### Set task
Rewrite the lines below, replacing "benchmark card" with "evaluation sheet" wherever it occurs and leaving everything else unchanged.

Extracted data entries:
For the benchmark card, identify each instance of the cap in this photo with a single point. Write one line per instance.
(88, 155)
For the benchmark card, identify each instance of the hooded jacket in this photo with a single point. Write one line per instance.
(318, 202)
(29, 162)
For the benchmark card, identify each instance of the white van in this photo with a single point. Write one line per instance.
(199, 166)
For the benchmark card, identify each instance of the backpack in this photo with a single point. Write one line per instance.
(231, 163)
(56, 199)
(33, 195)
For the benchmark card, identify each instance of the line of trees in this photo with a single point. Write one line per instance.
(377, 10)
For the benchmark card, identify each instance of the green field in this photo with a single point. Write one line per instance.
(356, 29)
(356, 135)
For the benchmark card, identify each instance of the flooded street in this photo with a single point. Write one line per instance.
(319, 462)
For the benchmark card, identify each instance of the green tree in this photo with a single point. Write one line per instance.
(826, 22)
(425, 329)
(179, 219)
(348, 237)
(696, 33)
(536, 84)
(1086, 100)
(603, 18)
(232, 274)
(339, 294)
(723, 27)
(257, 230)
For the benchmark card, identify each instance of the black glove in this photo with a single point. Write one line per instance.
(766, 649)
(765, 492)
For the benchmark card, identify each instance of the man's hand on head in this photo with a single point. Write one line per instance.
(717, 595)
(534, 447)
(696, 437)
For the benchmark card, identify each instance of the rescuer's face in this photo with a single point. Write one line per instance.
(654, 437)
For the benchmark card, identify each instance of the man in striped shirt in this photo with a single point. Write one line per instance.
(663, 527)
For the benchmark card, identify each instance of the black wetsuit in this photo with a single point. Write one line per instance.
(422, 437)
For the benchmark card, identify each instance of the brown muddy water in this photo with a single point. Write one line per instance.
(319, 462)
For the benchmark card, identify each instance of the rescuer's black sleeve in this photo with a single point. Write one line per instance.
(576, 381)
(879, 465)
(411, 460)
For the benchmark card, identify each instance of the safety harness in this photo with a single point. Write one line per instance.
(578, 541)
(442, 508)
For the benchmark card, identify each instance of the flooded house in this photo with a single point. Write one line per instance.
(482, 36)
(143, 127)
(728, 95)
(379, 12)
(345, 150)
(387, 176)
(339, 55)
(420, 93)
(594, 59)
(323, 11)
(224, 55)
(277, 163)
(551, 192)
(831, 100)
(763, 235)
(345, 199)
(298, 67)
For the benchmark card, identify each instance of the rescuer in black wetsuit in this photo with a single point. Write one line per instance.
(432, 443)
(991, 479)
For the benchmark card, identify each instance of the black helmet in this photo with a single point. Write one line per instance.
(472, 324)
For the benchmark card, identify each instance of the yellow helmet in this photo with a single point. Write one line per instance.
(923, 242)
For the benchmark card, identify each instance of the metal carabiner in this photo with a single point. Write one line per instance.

### Task solution
For the evaluation sheet, identify each instance of the cap in this photo with a single point. Write one line per instance.
(88, 155)
For the evaluation sheet, identify each instance of the hooded jacket in this photo with a single point. Write one line per instance.
(318, 202)
(29, 162)
For the evaluation sheet, identify each instance of the white van in this photo with a single point. Write one line per instance.
(199, 166)
For the evaluation sheet, identify each instance of the backpack in this photo with a single point. Write one line per instance.
(231, 163)
(56, 199)
(33, 195)
For the evaluation sheet, identify each instance of the line of trees in this photo with a single point. Write one line per instance.
(377, 10)
For the evaluation sheet, identify each instance of the green field in this photo with a single point. Write one line per instance.
(356, 29)
(356, 135)
For the evaluation sheet, identify each instance of the flooded street in this photo with a single point. Write one line per instance.
(319, 462)
For the evaluation sheet, identify each instance of the green tree in this photo with a single point. Write one line per instance.
(826, 22)
(425, 329)
(179, 219)
(348, 237)
(696, 33)
(536, 84)
(1086, 100)
(603, 18)
(232, 274)
(339, 294)
(723, 27)
(257, 230)
For the evaluation sheet, identify each instance of the black glove in this photo with a single point. Write one line per instance.
(766, 649)
(765, 492)
For the evaluation sheet, identify each instance of the man's hand on head in this photo with a single point. Write one line per instance.
(717, 595)
(534, 447)
(696, 437)
For the evaluation sheet, identify each instance of the rescuer's face in this photo with a single point. Write one line per instance.
(654, 437)
For the evaluation sheet, identify each instance of the man in striped shirt in this photo with a single point. Write one line per instance.
(663, 527)
For the evaluation sheet, identify each instance of the black wetsuit in this photo with a single point. Write one line per instance.
(422, 437)
For the evaluation sheet, identify each instance of the brown muddy water in this photo with a single point. Write one line per instance.
(319, 462)
For the evaluation sheet, identify each instance of the rescuer's black sleeve in this photo with a single point. Write one line per instance.
(576, 381)
(879, 465)
(411, 460)
For the evaluation sheet, identify each instance of the safety harness in this photo with a single point. Write one line per instance.
(578, 541)
(442, 508)
For the evaluation sheet, identify each instance of the flooded house in this photo with a single point. Write one line per instance.
(482, 36)
(143, 127)
(728, 95)
(379, 12)
(345, 150)
(387, 176)
(339, 55)
(420, 93)
(594, 59)
(323, 11)
(224, 55)
(277, 163)
(551, 192)
(831, 100)
(763, 235)
(345, 199)
(298, 67)
For the evaluation sheet, identify each instance of the rescuer in black wetsuit in this photo with a single point. Write one line per instance.
(432, 443)
(991, 479)
For the evaluation sheet, identify each instance of the black helmet in this photo with a single point. Write one line per instance.
(472, 324)
For the evaluation sheet, identify each instance of the yellow helmet in this photo with a single point. Write one line per instance.
(923, 242)
For the evaluation sheet, identify each instance of the metal carabiner in this photo with a single point. Write one line per instance.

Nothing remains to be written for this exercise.